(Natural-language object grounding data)
........

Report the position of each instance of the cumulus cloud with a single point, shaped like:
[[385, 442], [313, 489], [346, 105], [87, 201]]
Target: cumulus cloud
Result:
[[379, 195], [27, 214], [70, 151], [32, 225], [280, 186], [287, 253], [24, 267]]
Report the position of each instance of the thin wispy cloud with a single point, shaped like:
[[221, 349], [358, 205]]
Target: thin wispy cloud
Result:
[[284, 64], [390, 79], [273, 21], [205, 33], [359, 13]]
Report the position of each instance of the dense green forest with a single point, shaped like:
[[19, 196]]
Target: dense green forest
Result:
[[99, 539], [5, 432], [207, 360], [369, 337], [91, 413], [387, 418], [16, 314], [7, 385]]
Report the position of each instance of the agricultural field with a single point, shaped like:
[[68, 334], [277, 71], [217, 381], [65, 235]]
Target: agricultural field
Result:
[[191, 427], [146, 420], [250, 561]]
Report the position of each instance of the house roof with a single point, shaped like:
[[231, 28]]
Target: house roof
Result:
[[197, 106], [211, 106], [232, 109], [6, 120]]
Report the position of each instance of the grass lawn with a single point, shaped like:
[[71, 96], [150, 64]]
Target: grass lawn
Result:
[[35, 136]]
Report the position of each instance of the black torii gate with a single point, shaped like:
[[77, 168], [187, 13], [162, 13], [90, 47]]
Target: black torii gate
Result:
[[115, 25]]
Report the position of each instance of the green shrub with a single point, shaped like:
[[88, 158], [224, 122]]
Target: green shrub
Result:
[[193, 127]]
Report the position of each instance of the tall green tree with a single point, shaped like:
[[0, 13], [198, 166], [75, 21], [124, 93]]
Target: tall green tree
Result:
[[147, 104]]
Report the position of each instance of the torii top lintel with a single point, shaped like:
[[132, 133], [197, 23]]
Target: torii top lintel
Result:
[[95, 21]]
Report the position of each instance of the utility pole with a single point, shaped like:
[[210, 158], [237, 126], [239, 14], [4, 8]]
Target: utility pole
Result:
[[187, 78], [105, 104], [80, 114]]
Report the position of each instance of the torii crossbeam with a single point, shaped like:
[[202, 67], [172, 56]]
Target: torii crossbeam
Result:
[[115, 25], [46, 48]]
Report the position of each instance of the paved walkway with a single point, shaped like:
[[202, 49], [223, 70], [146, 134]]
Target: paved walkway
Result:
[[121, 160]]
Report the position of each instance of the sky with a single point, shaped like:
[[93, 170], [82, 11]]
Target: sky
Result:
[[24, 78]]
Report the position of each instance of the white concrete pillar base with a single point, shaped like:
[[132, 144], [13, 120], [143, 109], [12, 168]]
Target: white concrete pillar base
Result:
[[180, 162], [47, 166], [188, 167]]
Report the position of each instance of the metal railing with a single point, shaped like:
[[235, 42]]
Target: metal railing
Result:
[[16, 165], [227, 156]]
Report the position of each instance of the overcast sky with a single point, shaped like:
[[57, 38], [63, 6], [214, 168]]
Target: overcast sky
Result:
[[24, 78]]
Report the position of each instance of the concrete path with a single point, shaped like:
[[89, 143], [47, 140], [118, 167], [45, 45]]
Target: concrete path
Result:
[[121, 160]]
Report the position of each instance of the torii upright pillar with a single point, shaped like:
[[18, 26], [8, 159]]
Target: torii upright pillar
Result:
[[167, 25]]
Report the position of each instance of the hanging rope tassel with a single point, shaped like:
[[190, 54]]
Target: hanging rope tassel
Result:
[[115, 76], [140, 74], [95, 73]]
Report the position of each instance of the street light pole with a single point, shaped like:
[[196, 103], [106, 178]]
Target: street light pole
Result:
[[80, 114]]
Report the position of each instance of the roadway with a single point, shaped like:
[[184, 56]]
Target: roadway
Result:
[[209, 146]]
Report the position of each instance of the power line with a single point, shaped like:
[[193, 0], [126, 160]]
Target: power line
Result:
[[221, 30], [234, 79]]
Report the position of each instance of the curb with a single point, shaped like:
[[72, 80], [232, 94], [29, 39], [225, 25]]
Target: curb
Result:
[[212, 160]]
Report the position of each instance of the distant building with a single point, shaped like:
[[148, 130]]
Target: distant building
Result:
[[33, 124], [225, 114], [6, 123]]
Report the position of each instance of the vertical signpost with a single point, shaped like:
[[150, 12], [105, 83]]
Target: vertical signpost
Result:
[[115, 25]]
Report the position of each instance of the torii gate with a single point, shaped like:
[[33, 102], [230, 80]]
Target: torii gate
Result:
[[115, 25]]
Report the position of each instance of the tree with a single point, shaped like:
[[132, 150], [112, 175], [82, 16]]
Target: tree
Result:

........

- INSTRUCTIONS FOR THE TASK -
Copy every line of the entries above in which "house" occurs.

- SOLUTION TO THIS EXERCISE -
Report the position of each instance of the house roof with a single point, shaped like:
Target: house roof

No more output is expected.